[Given instruction]
Reproduce the data below line for line, leaving out the pictures.

[Excerpted records]
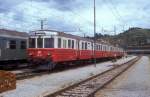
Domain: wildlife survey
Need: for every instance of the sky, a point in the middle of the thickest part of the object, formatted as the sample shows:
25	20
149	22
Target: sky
75	16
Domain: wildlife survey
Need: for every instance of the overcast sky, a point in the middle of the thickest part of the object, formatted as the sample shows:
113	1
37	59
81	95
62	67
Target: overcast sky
75	16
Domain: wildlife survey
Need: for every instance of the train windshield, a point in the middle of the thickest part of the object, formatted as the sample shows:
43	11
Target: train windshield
49	42
39	42
31	42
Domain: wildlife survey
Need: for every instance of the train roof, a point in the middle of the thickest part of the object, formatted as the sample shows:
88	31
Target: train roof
63	34
13	34
59	33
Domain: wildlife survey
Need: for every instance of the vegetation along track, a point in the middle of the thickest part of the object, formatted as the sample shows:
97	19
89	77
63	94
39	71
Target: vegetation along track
88	87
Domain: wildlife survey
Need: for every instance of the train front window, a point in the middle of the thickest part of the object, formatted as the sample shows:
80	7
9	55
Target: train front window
39	42
49	42
32	43
23	44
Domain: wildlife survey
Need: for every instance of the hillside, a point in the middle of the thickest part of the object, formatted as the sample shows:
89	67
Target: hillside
131	37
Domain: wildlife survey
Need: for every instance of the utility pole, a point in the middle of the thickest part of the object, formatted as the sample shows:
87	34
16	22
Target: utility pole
42	23
94	32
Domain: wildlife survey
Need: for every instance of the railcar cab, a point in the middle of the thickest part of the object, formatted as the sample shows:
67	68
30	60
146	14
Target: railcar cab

[Solution to this task]
Domain: wildlife survey
Need: for every instance of the sky, a point in the middle of the thickest part of the object, formatted as the sample shows:
25	20
149	22
Target: sky
75	16
Domain: wildlife survey
Need: for every instance of the overcast sky, a point in the middle of the thickest part of the object, formatted as the sample shows:
113	1
37	59
81	95
62	67
Target: overcast sky
75	16
Domain: wildlife survey
Need: for every instance of the train windshield, a point in the middle of the thickest part of the object, formatted as the sample shows:
43	11
Target: train windshield
49	42
39	42
31	42
Domain: wildlife survey
Need: for every instance of the train roof, a point in the middle of the thickest part of the object, formatted as the sample shows:
88	31
Target: train roof
63	34
13	34
59	33
Domain: wildlife survey
Need: for every instance of the vegetation along track, a point in the middle of the thickest part of the object, formatted as the sample shows:
97	19
89	77
63	94
39	71
Target: vegetation along track
88	87
Domain: wildlife survey
Need: for every instance of the train front window, a point in the middle of the thickest part of the object, formatted as the sample shows:
80	7
9	55
Target: train front window
39	42
49	42
32	43
23	44
Domain: wildlife survey
Need: for every instance of the hillside, a point in the middle of the thickest part of the object, formatted as the sample shows:
89	67
Target: hillside
131	37
Domain: wildlife survey
Need: for every instance of the utility pole, a point in the middle of the thickest part of the object, formatted as the sample shows:
87	34
16	22
Target: utility pole
42	23
94	32
Domain: wildlife survey
Need: for every instance of the railcar cab, a point in the middle of the thickest part of the object, formatted as the sample shows:
67	68
30	60
146	14
Target: railcar cab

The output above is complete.